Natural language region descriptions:
————
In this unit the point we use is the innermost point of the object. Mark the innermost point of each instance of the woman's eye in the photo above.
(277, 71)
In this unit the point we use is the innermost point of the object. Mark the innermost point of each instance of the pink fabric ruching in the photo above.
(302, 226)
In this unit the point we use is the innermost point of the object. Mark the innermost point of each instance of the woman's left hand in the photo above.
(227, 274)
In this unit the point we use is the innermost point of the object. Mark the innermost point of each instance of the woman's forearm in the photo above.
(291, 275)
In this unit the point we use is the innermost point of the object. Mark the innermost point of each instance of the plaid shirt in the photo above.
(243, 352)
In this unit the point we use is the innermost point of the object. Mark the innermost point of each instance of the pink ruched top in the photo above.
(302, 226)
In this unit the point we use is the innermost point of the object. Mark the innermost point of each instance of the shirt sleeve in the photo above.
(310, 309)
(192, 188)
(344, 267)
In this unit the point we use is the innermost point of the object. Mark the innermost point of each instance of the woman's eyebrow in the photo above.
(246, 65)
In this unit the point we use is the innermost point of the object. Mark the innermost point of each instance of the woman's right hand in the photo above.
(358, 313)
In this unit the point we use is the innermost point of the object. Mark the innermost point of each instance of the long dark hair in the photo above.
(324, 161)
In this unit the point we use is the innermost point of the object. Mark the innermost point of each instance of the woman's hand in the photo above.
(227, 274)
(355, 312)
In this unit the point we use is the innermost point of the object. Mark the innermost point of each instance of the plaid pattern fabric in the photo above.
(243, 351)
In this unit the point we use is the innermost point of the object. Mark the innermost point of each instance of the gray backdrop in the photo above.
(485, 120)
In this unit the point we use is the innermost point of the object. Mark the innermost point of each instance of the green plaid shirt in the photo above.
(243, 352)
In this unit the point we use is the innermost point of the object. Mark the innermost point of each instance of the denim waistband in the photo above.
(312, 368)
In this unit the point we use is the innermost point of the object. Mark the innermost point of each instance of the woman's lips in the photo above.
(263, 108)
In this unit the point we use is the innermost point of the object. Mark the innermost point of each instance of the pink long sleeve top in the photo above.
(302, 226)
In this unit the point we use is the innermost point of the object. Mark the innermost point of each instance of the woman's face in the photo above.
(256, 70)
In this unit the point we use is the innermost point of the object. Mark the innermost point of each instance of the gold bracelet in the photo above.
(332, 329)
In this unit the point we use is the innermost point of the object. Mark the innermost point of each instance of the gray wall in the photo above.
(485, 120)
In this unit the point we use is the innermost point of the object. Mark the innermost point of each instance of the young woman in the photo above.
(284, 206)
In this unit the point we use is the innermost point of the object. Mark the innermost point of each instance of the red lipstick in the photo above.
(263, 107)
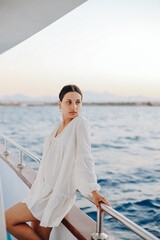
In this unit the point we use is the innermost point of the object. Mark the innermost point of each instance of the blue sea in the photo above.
(126, 149)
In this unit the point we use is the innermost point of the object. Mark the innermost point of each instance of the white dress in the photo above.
(67, 165)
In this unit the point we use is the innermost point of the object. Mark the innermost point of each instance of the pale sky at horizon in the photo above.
(102, 46)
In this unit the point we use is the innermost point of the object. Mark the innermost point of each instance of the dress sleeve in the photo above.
(86, 180)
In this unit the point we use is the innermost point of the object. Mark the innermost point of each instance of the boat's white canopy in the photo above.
(20, 19)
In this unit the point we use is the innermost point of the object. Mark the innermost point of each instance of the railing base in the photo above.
(99, 236)
(21, 165)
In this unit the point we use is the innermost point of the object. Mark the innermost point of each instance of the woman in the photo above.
(67, 165)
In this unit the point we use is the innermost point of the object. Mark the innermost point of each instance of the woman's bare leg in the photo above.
(16, 216)
(43, 232)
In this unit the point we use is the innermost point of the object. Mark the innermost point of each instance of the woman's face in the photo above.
(71, 105)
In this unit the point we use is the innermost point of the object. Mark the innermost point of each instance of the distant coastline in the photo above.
(30, 104)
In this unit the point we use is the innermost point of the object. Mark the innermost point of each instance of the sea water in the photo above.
(126, 149)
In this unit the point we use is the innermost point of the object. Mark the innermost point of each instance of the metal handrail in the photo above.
(21, 149)
(141, 232)
(116, 215)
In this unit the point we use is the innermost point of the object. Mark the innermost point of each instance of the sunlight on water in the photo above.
(126, 149)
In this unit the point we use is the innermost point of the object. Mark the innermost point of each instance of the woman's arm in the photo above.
(85, 172)
(97, 197)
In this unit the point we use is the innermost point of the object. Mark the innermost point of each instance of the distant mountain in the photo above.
(28, 99)
(107, 97)
(89, 97)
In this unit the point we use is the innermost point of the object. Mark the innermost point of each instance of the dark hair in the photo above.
(69, 88)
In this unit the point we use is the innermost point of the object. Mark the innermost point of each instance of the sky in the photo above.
(102, 46)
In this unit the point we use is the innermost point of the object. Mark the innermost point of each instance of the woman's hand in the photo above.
(97, 197)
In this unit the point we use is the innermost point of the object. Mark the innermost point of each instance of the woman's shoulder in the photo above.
(81, 120)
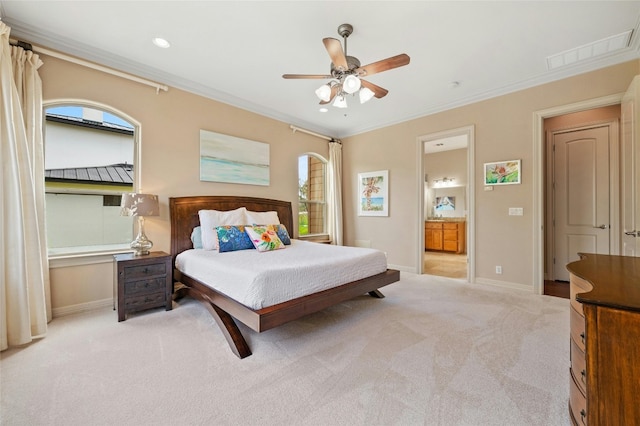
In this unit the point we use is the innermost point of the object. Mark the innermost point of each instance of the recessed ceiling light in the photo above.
(161, 42)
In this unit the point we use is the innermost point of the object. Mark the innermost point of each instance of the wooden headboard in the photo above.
(184, 214)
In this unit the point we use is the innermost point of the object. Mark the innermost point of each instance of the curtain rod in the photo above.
(309, 132)
(91, 65)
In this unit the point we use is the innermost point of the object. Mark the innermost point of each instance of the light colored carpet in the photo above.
(435, 351)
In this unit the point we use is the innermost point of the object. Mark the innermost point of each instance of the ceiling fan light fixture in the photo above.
(351, 84)
(324, 92)
(365, 94)
(340, 102)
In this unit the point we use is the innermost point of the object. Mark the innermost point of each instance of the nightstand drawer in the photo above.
(142, 282)
(147, 286)
(144, 301)
(144, 271)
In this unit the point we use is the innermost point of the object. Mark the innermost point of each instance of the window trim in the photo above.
(322, 236)
(91, 256)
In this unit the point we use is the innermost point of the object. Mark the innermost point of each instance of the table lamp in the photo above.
(140, 205)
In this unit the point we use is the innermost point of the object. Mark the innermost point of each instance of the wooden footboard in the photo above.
(225, 309)
(184, 217)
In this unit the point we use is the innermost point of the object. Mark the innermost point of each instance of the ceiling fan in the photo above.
(347, 73)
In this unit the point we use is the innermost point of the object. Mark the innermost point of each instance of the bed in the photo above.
(226, 309)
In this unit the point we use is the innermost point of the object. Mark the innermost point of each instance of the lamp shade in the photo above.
(351, 84)
(134, 204)
(365, 94)
(324, 92)
(340, 102)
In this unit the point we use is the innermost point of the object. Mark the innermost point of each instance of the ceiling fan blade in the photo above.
(334, 48)
(292, 76)
(377, 90)
(334, 92)
(384, 65)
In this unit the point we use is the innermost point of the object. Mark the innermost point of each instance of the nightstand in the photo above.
(142, 282)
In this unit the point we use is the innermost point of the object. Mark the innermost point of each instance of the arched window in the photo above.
(90, 160)
(312, 190)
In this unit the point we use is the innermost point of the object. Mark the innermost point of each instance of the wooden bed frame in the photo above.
(184, 217)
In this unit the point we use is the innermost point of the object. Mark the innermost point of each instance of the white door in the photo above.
(630, 172)
(581, 195)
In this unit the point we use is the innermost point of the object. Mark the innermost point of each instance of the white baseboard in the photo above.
(82, 307)
(505, 284)
(403, 268)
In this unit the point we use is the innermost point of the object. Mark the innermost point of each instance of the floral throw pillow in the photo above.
(233, 238)
(264, 238)
(281, 230)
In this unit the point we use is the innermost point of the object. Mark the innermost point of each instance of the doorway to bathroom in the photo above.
(446, 204)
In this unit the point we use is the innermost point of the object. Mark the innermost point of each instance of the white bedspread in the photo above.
(258, 280)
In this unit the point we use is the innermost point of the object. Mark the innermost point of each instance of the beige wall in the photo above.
(503, 131)
(169, 165)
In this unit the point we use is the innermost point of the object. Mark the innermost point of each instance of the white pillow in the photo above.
(262, 218)
(209, 219)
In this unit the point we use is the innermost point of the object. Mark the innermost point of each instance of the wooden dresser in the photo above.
(445, 236)
(605, 340)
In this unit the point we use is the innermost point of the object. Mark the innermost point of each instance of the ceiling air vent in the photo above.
(588, 51)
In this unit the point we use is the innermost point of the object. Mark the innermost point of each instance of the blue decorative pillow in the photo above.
(196, 237)
(232, 238)
(281, 230)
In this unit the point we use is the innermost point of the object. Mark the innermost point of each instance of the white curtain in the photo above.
(25, 306)
(334, 196)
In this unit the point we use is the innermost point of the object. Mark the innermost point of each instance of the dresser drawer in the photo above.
(144, 301)
(577, 404)
(578, 367)
(577, 328)
(144, 271)
(147, 286)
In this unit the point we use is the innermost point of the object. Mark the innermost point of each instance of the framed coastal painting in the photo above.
(502, 173)
(445, 203)
(229, 159)
(373, 193)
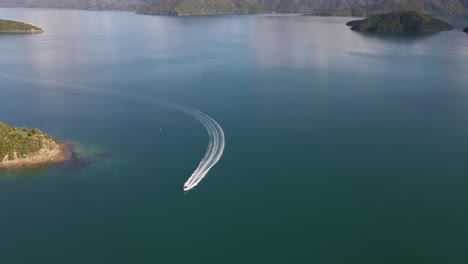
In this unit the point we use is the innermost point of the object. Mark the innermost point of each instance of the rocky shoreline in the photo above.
(51, 152)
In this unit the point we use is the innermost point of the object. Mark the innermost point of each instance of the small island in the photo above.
(8, 26)
(23, 147)
(400, 21)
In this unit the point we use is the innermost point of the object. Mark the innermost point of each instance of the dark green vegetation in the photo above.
(439, 7)
(8, 26)
(77, 4)
(400, 21)
(23, 141)
(203, 7)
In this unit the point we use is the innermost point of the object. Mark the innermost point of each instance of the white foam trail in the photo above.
(216, 142)
(215, 132)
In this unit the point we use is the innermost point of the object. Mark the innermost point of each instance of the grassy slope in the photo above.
(77, 4)
(12, 26)
(202, 7)
(22, 140)
(439, 7)
(400, 21)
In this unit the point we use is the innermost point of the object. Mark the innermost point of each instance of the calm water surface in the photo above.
(341, 147)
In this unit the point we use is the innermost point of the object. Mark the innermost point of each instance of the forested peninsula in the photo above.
(8, 26)
(23, 147)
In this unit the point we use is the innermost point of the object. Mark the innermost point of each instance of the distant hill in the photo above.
(78, 4)
(8, 26)
(204, 7)
(439, 7)
(400, 21)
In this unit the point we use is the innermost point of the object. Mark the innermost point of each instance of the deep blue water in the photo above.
(341, 147)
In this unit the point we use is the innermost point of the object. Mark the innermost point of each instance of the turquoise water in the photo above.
(341, 147)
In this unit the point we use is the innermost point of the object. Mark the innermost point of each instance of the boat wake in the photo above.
(215, 132)
(214, 151)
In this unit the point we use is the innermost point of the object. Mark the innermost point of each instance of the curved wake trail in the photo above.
(215, 132)
(214, 151)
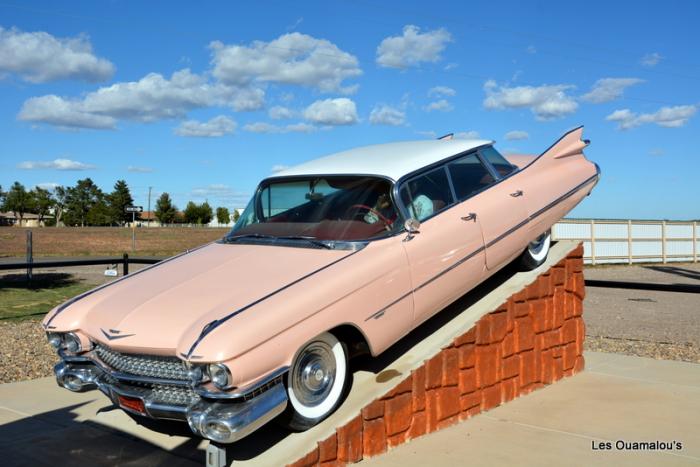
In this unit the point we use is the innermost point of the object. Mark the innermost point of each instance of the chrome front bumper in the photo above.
(223, 421)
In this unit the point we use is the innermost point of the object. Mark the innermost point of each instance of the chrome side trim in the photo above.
(218, 322)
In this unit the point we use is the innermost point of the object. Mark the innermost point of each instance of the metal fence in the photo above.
(632, 241)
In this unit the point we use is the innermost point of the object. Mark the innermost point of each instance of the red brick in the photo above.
(510, 389)
(450, 367)
(469, 401)
(491, 397)
(524, 334)
(418, 390)
(350, 441)
(499, 326)
(521, 309)
(528, 368)
(397, 414)
(569, 331)
(558, 276)
(448, 402)
(483, 330)
(328, 449)
(569, 356)
(418, 425)
(508, 345)
(433, 369)
(373, 437)
(467, 381)
(468, 337)
(307, 461)
(374, 409)
(467, 355)
(487, 365)
(511, 366)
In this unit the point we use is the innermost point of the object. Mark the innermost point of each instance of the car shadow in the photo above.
(689, 273)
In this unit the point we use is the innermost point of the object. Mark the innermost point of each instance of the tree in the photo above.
(118, 200)
(222, 215)
(80, 199)
(43, 202)
(18, 200)
(60, 197)
(165, 209)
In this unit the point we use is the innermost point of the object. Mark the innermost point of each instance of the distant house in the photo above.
(28, 220)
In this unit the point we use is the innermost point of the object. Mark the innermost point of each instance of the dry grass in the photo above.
(104, 241)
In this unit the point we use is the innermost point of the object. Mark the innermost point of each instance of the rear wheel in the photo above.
(536, 252)
(316, 382)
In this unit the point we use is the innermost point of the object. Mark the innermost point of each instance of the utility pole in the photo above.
(148, 220)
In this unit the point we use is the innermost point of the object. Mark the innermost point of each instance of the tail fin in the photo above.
(571, 144)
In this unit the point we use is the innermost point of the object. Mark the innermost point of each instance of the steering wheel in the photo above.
(381, 217)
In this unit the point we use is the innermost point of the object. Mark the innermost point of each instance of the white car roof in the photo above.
(392, 160)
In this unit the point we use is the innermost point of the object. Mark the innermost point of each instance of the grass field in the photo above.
(104, 241)
(19, 300)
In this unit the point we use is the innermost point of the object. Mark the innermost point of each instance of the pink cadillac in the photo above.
(338, 256)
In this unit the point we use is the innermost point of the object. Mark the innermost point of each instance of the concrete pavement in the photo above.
(616, 398)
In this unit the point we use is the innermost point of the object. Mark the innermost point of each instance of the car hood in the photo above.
(163, 309)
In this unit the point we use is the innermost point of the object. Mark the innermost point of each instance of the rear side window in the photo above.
(502, 166)
(469, 176)
(427, 194)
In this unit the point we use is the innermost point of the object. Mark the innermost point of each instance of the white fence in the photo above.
(632, 241)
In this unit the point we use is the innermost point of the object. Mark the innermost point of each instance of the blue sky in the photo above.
(203, 100)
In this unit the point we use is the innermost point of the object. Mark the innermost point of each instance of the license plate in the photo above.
(132, 403)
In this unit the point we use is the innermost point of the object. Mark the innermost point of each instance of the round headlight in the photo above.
(219, 375)
(71, 343)
(54, 339)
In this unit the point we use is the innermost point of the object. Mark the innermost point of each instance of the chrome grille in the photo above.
(153, 366)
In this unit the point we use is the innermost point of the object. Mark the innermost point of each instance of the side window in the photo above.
(427, 194)
(469, 176)
(502, 166)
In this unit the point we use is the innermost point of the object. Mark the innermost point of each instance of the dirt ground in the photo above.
(104, 241)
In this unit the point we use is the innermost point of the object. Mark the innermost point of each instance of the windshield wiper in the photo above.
(312, 240)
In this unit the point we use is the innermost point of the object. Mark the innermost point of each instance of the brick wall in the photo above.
(533, 339)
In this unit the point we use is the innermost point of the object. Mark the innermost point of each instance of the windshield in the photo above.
(319, 208)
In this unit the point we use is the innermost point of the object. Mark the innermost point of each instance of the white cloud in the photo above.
(264, 127)
(340, 111)
(668, 117)
(609, 89)
(56, 164)
(39, 57)
(651, 60)
(217, 126)
(412, 47)
(441, 105)
(387, 115)
(471, 134)
(516, 135)
(139, 170)
(441, 91)
(293, 58)
(546, 102)
(279, 112)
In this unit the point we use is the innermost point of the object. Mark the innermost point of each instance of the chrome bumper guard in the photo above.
(223, 421)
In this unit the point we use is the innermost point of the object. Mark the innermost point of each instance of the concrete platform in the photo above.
(616, 397)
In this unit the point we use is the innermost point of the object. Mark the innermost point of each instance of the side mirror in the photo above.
(412, 227)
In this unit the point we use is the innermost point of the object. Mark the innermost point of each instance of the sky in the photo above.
(204, 99)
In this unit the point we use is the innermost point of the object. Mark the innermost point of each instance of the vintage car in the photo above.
(337, 256)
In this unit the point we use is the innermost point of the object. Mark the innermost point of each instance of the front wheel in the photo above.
(316, 382)
(536, 252)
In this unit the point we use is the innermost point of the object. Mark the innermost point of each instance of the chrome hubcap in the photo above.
(313, 374)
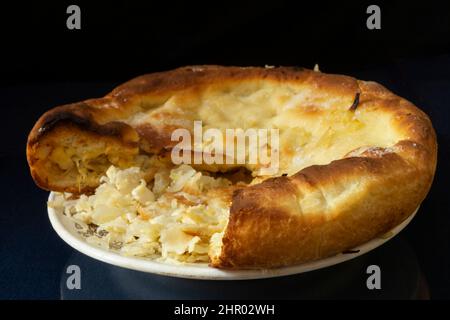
————
[Work to complete]
Could you repeat exactly the lines from the one containing "hubcap in the photo above." to the last line of the records, both included, and leave out every picture?

[Solution to this problem]
In this unit the point we use is the innermost point of the object. Mark the innermost point of each instance of the chrome hubcap in the photo above.
(313, 374)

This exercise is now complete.